» **Task list**
• 1. In the news report below on the Ebola resolution, do these statements agree with the text? (a) The resolution was co-sponsored by the African Union bloc and the United States. (b) Donor nations are asked to pledge additional resources within 30 days. (c) The United States delegation committed new bilateral funding. Answer yes or no for each and quote the deciding words.
• 2. Copy a passage word for word from the news report below on the Ebola resolution. Begin at the words "Senior delegates from" and stop after "low-income country representatives.".

Start of Text for analysis

GENEVA — World Health Organization member states convened at the 79th World Health Assembly on Tuesday voted to formally back an emergency resolution directing the WHO Secretariat to accelerate its operational response to the worsening Ebola outbreak in the Democratic Republic of Congo, after Director-General Tedros Adhanom Ghebreyesus warned delegates that the situation had reached a critical threshold requiring immediate collective action.
The resolution, co-sponsored by the African Union bloc and the European Union member states, authorises the release of emergency contingency funds from the WHO's Contingency Fund for Emergencies and calls on donor nations to pledge additional resources within 30 days. It also directs the WHO to work with vaccine manufacturers to fast-track compassionate-use authorisation for experimental Ebola therapeutics, given that no approved vaccine or specific treatment is currently available for the strain driving the current outbreak — a point WHO officials and Indian health authorities highlighted as recently as Monday when advising citizens against non-essential travel to affected regions.
Senior delegates from Nigeria, Kenya, and South Africa led floor debate urging that the resolution include binding timelines for supply-chain deliveries of personal protective equipment to DRC provincial health ministries, citing logistical failures during the 2018–2020 Kivu outbreak as a cautionary precedent. The United States delegation, attending under a reduced advisory mandate following domestic policy changes, offered technical support through the CDC without committing new bilateral funding, a posture that drew criticism from several low-income country representatives.

End of Text for analysis
Start of Study material

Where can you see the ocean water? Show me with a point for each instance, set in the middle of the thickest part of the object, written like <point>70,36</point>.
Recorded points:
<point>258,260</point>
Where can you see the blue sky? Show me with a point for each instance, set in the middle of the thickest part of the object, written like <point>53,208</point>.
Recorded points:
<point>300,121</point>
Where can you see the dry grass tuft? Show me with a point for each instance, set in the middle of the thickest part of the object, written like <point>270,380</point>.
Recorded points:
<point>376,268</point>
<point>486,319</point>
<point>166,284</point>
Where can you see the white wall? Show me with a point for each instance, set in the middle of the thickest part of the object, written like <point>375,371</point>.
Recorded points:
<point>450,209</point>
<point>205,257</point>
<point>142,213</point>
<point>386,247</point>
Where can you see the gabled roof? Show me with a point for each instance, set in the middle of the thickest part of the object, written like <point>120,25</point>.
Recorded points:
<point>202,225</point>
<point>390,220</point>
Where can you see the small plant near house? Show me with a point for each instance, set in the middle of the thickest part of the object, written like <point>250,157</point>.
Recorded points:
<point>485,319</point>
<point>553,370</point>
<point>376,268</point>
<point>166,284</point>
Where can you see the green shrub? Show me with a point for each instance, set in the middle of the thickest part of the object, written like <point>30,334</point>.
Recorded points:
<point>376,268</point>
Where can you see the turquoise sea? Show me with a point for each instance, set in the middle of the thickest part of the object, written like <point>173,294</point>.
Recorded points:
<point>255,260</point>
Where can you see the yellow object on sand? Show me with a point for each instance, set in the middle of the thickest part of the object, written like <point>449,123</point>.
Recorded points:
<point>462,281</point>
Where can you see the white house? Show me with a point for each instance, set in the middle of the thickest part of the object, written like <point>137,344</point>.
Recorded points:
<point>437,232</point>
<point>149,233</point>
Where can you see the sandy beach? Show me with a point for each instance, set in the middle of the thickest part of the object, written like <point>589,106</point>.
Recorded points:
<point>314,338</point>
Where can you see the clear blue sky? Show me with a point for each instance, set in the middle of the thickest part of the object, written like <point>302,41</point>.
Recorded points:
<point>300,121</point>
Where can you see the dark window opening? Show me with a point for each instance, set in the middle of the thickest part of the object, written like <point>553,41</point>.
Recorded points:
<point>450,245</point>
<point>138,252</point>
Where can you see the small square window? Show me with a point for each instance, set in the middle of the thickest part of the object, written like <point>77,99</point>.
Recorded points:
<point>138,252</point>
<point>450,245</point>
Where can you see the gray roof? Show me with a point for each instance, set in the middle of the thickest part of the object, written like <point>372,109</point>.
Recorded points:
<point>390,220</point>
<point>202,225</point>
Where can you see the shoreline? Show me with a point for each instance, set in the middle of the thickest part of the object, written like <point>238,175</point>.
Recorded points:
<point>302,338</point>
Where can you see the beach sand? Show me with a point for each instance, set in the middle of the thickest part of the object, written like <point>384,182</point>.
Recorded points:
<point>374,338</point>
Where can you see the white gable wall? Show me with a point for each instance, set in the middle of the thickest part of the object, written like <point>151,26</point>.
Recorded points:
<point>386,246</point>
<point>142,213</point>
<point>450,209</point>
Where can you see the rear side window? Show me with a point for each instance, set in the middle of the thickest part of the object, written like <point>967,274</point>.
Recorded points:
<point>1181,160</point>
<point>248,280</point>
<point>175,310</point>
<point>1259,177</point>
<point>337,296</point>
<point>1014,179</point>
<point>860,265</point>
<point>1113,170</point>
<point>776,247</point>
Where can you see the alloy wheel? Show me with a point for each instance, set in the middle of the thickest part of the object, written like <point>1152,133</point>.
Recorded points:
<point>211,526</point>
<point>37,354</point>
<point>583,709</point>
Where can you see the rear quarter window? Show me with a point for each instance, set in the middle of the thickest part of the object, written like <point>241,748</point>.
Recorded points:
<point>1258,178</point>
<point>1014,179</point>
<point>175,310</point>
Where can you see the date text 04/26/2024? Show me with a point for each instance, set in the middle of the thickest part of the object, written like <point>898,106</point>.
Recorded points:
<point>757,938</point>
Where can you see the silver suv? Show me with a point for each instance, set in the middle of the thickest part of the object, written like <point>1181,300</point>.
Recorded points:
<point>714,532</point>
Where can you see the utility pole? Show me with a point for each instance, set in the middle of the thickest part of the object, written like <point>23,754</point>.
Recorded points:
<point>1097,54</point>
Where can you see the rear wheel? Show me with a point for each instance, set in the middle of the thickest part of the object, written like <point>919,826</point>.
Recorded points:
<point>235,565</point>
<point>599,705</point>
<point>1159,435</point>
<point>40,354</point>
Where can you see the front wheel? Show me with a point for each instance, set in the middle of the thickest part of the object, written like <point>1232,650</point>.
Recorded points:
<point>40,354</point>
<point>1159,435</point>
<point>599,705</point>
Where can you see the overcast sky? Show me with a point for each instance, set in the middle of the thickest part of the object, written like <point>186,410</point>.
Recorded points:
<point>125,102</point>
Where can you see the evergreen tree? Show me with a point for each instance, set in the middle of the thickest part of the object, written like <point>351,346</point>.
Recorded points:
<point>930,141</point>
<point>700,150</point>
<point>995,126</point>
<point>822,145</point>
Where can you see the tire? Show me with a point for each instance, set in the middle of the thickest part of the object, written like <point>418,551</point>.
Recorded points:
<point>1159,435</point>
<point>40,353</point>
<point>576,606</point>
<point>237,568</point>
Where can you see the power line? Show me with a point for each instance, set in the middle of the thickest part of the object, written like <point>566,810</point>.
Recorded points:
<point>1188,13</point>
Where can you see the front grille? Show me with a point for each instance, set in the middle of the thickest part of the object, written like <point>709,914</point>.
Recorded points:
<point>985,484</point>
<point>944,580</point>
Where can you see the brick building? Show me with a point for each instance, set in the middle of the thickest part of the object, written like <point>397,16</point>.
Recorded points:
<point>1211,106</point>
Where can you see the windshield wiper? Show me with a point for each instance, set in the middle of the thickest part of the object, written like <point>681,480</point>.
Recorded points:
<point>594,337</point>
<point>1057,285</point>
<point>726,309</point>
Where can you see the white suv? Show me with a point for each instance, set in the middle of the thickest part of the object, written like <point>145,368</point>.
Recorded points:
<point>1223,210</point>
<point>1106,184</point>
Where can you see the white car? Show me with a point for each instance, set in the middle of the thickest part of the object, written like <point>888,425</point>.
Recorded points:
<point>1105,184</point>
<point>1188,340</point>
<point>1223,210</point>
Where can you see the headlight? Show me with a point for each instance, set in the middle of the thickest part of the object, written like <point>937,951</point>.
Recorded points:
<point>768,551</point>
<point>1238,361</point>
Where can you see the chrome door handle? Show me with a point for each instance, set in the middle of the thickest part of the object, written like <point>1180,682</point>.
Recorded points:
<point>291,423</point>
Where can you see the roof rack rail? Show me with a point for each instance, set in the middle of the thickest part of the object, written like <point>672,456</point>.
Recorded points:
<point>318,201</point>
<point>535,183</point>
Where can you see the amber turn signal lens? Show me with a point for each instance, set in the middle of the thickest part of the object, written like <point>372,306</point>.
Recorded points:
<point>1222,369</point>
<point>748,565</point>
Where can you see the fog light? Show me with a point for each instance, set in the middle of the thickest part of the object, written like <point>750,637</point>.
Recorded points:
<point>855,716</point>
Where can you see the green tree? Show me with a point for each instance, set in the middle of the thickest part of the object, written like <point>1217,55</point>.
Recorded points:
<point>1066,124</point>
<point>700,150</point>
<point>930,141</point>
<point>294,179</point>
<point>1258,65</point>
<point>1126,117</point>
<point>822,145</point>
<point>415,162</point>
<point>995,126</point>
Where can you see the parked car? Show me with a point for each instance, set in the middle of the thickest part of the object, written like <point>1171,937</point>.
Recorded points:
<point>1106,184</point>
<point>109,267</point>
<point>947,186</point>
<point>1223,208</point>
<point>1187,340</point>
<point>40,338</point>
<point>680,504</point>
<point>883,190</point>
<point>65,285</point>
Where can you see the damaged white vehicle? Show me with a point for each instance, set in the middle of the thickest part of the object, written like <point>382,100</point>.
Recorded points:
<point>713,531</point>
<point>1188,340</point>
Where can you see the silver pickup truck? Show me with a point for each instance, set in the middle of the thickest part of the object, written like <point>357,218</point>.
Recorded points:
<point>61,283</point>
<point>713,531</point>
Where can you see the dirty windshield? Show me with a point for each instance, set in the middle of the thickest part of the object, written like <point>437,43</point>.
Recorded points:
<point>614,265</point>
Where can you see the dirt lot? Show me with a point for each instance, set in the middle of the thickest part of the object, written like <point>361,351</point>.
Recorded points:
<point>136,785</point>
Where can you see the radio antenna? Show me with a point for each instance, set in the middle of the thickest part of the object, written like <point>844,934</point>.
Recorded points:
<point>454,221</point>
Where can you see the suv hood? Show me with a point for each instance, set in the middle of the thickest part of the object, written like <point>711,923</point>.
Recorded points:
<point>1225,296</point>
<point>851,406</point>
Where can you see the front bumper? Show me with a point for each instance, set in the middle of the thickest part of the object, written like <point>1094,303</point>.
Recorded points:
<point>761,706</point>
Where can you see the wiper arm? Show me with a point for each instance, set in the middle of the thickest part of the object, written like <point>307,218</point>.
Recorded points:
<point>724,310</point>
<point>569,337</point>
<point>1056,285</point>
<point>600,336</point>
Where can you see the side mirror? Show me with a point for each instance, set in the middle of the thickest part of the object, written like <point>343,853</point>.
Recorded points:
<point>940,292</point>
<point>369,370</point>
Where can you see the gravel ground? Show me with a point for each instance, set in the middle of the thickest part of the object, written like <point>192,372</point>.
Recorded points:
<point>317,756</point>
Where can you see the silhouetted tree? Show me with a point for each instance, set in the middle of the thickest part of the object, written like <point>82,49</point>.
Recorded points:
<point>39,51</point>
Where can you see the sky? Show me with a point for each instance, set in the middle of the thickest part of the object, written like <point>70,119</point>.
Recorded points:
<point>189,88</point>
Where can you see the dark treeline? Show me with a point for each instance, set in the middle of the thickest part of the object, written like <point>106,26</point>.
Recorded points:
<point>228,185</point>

End of Study material

» **Responses to the tasks**
• 1.
(a) No: "co-sponsored by the African Union bloc and the European Union member states"
(b) Yes: "calls on donor nations to pledge additional resources within 30 days"
(c) No: "offered technical support through the CDC without committing new bilateral funding"

• 2.
Senior delegates from Nigeria, Kenya, and South Africa led floor debate urging that the resolution include binding timelines for supply-chain deliveries of personal protective equipment to DRC provincial health ministries, citing logistical failures during the 2018–2020 Kivu outbreak as a cautionary precedent. The United States delegation, attending under a reduced advisory mandate following domestic policy changes, offered technical support through the CDC without committing new bilateral funding, a posture that drew criticism from several low-income country representatives.